#### EXTRAIT SOURCE

____________

Mais tout ce que je dis à présent était des choses auxquelles je pensais, mais je n’avais pas de trame. C’était aussi au jour le jour que le film se faisait. Petit à petit, je comprenais ce que le film était en train de devenir. Il y avait des gens qui trouvaient leur place dans le film par leur personnalité, leur charisme, leur ton, et d’autres que le film rejetait en quelque sorte. Il y a eu une matière énorme : 160 heures de rush. Il y a eu 6 mois de montage pour trouver en quelque sorte une narration et un sens. Il fallait éviter à tous prix que ce ne soit qu’une sorte de bout à bout.
Avec ce lieu, reconnecter des souvenirs qui nous sont propres, des souvenirs d’été, de vacances, de rencontres, de drague, de colonies de vacances, de boulot d’été...

____________

#### ÉTAPES DE L'EXERCICE
[1] Recopiez mot pour mot le passage de l'extrait sur la réalisation du film, de « Avec ce lieu, reconnecter » jusqu'à « de boulot d’été... », ces deux passages compris.
[2] Répondez aux questions suivantes à partir de l'extrait sur la réalisation du film.
(a) Combien d'heures de rush ont été tournées ?
(b) Combien de mois a duré le montage ?
(c) Quelle saison revient dans les souvenirs que le lieu permet de reconnecter ?
[3] Dressez la liste complète des sortes de souvenirs énumérées dans l'extrait sur la réalisation du film.

#### DONNÉES DISPONIBLES
____________

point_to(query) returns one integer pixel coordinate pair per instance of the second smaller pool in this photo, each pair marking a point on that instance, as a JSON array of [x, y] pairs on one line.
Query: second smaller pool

____________

#### RÉPONSES PAR CONSIGNE
[1]
Avec ce lieu, reconnecter des souvenirs qui nous sont propres, des souvenirs d’été, de vacances, de rencontres, de drague, de colonies de vacances, de boulot d’été...

[2]
(a) 160 heures.
(b) 6 mois.
(c) L'été.

[3]
- souvenirs d'été
- souvenirs de vacances
- souvenirs de rencontres
- souvenirs de drague
- souvenirs de colonies de vacances
- souvenirs de boulot d'été